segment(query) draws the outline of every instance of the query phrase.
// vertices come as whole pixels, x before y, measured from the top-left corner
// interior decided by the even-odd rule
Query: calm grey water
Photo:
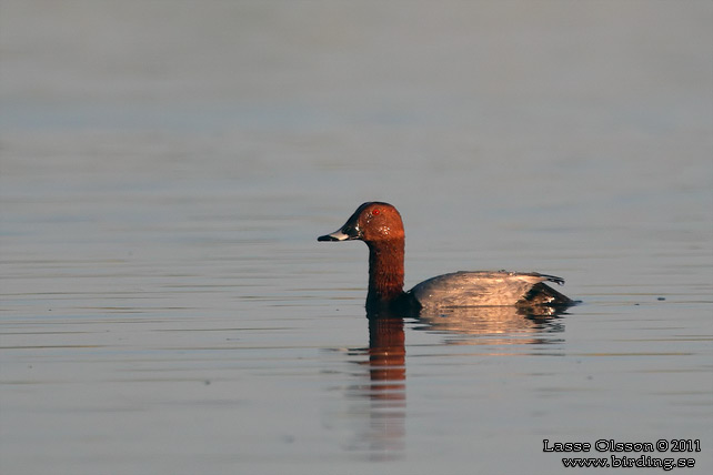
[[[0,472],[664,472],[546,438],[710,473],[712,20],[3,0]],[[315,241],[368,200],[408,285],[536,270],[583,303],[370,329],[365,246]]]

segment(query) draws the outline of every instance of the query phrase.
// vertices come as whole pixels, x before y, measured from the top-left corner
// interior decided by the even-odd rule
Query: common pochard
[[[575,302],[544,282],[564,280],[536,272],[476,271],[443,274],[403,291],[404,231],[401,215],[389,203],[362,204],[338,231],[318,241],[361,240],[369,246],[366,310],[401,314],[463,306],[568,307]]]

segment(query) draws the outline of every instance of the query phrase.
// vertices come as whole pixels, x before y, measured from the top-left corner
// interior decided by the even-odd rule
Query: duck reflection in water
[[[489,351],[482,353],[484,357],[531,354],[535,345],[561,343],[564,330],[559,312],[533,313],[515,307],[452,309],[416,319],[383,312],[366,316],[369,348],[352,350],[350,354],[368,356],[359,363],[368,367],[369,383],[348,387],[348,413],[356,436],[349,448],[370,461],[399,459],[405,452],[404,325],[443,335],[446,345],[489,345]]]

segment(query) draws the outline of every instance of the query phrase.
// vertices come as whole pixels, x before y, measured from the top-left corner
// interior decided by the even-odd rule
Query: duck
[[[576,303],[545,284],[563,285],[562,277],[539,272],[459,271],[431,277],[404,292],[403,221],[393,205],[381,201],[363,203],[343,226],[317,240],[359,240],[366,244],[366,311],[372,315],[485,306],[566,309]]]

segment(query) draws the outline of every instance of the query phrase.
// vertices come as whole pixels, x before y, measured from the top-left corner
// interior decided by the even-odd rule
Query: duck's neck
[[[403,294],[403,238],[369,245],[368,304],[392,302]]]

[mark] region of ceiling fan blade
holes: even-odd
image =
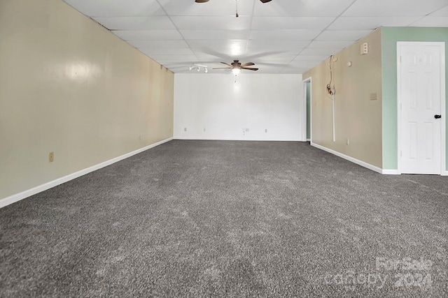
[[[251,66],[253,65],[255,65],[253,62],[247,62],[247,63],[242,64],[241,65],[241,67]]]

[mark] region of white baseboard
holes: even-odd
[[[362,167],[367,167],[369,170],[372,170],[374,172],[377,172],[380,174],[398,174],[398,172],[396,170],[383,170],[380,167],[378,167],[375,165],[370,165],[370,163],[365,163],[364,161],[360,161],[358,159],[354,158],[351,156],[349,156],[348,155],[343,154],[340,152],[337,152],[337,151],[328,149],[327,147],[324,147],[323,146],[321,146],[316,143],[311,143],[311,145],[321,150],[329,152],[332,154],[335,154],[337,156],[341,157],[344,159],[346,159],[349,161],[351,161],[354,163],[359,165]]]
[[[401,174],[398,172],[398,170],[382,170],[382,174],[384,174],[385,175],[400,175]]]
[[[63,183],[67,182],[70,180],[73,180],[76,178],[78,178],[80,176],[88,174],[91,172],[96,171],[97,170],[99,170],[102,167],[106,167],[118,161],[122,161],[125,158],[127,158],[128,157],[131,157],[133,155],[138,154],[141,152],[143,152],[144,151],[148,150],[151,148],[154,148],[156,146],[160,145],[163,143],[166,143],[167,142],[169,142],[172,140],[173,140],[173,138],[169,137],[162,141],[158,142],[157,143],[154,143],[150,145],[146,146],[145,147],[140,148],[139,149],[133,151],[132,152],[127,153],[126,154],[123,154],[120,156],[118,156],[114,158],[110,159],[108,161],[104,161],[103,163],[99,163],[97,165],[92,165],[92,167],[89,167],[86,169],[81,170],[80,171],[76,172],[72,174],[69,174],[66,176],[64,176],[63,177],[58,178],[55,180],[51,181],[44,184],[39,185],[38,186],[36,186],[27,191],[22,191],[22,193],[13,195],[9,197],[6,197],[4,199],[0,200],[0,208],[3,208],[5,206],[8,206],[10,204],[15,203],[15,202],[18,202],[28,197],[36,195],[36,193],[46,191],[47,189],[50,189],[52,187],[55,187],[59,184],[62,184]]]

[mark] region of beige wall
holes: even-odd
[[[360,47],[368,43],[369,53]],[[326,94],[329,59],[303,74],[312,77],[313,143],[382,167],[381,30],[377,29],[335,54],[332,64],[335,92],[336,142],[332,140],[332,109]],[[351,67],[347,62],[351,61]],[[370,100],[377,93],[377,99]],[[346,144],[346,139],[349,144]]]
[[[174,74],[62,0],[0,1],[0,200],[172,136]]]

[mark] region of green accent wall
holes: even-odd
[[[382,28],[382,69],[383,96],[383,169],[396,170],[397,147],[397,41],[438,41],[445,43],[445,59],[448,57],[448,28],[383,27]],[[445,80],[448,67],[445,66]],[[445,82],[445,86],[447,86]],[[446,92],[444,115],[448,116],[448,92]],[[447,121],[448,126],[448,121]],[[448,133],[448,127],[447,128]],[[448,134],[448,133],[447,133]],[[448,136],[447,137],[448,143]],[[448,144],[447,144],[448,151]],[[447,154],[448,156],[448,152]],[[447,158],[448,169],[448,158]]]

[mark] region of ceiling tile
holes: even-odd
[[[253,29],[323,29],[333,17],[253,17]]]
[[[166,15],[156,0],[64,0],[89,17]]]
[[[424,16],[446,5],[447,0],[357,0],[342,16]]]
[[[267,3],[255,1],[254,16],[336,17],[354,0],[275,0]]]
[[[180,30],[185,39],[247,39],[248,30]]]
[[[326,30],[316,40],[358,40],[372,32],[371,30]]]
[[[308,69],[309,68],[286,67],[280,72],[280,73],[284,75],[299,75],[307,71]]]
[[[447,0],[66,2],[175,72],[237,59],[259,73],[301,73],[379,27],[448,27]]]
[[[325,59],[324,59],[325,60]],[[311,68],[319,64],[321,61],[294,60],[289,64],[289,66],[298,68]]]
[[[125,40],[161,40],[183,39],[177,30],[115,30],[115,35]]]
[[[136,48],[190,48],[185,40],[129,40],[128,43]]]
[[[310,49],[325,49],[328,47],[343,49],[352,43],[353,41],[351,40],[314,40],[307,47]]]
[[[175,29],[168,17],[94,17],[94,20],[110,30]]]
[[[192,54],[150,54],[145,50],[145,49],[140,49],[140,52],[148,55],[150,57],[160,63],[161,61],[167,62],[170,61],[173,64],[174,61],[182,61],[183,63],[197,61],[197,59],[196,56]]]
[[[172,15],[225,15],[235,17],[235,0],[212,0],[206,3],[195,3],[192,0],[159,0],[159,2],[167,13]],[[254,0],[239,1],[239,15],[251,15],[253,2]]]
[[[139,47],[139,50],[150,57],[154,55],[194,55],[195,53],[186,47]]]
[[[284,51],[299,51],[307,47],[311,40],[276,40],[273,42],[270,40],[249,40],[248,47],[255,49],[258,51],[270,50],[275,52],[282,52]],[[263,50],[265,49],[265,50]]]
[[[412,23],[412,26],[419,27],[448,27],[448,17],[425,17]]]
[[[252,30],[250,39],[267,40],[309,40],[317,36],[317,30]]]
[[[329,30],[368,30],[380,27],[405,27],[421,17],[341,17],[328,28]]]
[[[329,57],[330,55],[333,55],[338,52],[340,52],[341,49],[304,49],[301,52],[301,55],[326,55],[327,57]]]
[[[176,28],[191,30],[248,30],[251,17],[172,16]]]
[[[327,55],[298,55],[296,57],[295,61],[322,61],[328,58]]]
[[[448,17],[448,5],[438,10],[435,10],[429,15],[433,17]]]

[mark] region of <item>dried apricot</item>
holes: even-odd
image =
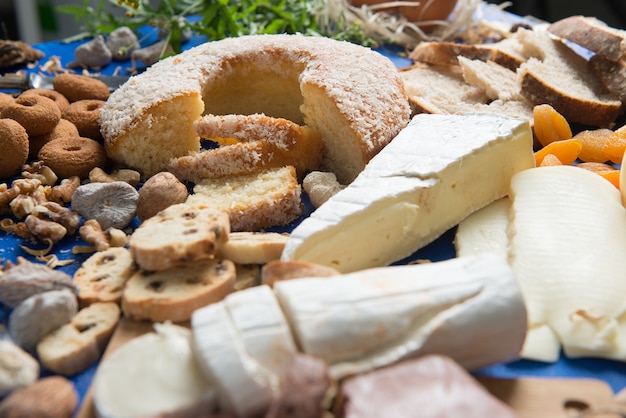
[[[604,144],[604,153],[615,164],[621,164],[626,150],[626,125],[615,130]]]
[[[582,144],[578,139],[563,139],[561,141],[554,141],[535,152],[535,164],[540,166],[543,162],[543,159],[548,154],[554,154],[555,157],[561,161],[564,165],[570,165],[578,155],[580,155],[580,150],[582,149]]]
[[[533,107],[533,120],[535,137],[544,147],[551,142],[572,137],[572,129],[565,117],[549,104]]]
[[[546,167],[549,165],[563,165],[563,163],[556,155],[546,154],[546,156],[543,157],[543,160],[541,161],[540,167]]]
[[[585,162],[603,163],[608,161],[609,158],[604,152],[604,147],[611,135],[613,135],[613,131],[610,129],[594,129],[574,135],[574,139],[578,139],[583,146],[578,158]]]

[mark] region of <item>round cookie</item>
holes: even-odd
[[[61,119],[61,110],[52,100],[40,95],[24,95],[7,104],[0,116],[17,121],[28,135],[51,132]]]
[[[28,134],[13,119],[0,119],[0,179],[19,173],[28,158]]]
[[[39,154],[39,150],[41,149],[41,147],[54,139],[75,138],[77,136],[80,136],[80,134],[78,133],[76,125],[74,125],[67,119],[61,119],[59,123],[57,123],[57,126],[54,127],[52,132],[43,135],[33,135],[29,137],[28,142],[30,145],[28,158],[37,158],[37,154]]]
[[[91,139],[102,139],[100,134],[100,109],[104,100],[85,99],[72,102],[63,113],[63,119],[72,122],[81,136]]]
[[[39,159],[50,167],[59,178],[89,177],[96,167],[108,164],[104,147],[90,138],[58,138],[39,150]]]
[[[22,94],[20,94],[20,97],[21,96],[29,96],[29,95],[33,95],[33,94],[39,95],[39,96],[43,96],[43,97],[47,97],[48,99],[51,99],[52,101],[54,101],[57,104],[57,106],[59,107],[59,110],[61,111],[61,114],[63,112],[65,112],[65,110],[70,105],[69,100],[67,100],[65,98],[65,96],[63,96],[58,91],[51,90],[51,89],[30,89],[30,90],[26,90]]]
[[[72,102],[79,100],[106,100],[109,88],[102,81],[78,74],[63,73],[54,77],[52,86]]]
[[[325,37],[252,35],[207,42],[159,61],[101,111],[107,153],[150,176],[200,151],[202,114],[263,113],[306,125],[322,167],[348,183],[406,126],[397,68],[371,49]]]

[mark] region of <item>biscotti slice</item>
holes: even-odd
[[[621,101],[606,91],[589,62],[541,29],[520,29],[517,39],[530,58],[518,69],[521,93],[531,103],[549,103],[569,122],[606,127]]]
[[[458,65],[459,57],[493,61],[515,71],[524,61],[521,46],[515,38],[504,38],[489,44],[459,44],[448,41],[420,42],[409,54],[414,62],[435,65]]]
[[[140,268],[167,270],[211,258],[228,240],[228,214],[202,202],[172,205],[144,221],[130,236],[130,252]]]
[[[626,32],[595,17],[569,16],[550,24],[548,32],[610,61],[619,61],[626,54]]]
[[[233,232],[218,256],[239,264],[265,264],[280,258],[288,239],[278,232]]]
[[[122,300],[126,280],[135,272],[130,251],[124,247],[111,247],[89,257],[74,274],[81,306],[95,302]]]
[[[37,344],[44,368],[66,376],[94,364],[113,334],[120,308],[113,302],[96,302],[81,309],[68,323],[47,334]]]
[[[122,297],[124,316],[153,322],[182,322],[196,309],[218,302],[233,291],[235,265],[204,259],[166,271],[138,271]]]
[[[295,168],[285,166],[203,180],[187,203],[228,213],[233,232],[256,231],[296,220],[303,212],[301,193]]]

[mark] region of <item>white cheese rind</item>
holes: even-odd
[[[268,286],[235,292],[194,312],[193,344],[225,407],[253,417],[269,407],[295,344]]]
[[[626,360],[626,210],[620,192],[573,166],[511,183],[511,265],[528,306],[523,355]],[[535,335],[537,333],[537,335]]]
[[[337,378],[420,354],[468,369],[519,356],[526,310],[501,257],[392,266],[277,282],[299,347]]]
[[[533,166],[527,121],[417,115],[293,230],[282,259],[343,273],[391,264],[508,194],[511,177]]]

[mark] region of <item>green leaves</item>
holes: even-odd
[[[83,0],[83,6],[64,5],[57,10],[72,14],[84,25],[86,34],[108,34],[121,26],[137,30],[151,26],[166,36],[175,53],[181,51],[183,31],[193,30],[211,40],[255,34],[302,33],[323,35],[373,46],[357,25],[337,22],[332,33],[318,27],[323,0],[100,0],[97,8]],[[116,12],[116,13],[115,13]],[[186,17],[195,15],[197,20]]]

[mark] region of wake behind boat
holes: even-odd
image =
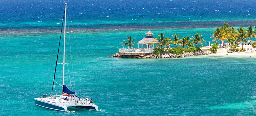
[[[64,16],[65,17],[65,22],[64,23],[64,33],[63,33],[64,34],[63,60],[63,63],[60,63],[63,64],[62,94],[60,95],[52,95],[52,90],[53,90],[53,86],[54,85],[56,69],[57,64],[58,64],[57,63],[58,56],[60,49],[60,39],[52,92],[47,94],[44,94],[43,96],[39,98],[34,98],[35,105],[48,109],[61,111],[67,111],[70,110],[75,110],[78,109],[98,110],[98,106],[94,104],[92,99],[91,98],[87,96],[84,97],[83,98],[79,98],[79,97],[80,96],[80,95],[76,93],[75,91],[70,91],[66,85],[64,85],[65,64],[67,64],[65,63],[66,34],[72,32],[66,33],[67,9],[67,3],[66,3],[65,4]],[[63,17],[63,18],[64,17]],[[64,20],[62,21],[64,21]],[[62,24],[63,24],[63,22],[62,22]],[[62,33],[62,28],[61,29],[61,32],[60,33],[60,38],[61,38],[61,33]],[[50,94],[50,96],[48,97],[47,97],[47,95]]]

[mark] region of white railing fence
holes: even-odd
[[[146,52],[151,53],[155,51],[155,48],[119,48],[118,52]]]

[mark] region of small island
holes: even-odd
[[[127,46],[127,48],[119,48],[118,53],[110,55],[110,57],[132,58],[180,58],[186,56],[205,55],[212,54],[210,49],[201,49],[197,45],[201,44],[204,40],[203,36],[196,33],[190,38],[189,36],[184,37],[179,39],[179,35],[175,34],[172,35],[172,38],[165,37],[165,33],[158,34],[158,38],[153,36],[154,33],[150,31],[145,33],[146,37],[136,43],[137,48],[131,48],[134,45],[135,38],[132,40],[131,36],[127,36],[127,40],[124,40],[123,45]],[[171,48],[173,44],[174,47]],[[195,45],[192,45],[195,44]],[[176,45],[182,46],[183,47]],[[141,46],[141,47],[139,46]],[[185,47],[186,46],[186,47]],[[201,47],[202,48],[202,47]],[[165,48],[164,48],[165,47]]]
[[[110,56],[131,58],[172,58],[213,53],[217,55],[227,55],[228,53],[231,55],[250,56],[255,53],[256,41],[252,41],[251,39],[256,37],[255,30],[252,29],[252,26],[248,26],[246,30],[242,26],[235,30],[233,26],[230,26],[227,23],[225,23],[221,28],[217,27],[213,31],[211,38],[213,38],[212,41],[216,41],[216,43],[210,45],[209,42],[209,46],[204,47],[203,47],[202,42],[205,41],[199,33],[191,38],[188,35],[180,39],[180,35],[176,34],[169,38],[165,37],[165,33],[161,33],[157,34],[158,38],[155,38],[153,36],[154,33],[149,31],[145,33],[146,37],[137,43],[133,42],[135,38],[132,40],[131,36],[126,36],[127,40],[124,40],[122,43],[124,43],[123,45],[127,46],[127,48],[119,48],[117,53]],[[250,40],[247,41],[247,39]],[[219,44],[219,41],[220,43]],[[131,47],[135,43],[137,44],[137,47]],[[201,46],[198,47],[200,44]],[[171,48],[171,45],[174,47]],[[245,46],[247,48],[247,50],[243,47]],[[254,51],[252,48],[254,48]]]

--------------------

• [Requirements]:
Tally the lines of the material above that contain the string "ceiling", treating uppercase and lowercase letters as different. State only the number.

• [The response]:
2